**** Source extract

News Item: DeHavilland Release Budget 2018 Summary

 

Following the 2018 Budget statement, DeHavilland has produced a summary which includes the key announcements from the speech.

DeHavilland summary of Mr Hammond's speech

The “era of austerity” was coming to an end, Chancellor Philip Hammond announced this week.

Delivering his Budget Statement in the House of Commons, Mr Hammond:

  • Announced a “budget for Britain’s future”, moving beyond austerity for “hardworking families”.
  • Expressed a desire to minimise the amount of tax taken out of workers’ wage packages.
  • Added that this budget would “pave the way for a brighter future”, now that the Conservative Party had dealt with the economic “failure” of the Labour Party.
  • Declared the “era of austerity” as coming to an end.
  • Assured the House that he was looking ahead to the challenges of the future, including dealing with aftermath of the recession.
  • Hailed the Conservative economic record of eight years of economic growth, 3m more people back in work and delivering an economy that worked work everyone.
  • Said the “stakes could not be higher” in the EU negotiations and announced the increase in extra funding for DExEU up to £2bn.
  • Raised the possibility of a “double-deal-dividend” should Brexit negotiations conclude well.
  • Retained “firepower” to intervene should the economy need support in months ahead.
  • Would consider upgrading the Spring Statement to a “full fiscal event” should it be required.
  • Said the OBR expected growt to be “resilient” and improve to 1.6% next year, 1.4% in 2020-2021, 1.5% in 2022, and 1.6% in 2023.

********

• **Requests**
**1)** Reproduce the stretch of the Budget 2018 summary from "News Item: DeHavilland" through "workers’ wage packages." word for word.
**2)** According to the Budget 2018 summary, up to what amount did Mr Hammond announce extra funding for DExEU would rise?

**** Dataset content

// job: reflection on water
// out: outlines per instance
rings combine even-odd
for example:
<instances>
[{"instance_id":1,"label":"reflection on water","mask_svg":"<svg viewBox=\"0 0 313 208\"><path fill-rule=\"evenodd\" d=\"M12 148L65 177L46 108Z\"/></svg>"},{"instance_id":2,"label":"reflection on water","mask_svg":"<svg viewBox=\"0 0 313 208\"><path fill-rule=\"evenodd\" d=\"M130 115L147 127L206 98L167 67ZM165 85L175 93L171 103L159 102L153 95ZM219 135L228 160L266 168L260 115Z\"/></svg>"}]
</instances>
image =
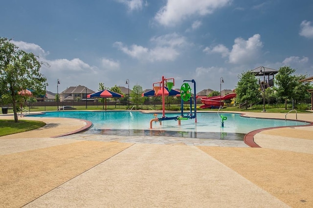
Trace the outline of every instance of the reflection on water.
<instances>
[{"instance_id":1,"label":"reflection on water","mask_svg":"<svg viewBox=\"0 0 313 208\"><path fill-rule=\"evenodd\" d=\"M160 129L94 129L88 133L122 136L158 136L243 141L246 134L229 132L203 132L168 131Z\"/></svg>"}]
</instances>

********

• **Answers to the problems**
**1)**
News Item: DeHavilland Release Budget 2018 Summary

 

Following the 2018 Budget statement, DeHavilland has produced a summary which includes the key announcements from the speech.

DeHavilland summary of Mr Hammond's speech

The “era of austerity” was coming to an end, Chancellor Philip Hammond announced this week.

Delivering his Budget Statement in the House of Commons, Mr Hammond:

  • Announced a “budget for Britain’s future”, moving beyond austerity for “hardworking families”.
  • Expressed a desire to minimise the amount of tax taken out of workers’ wage packages.

**2)** Up to £2bn.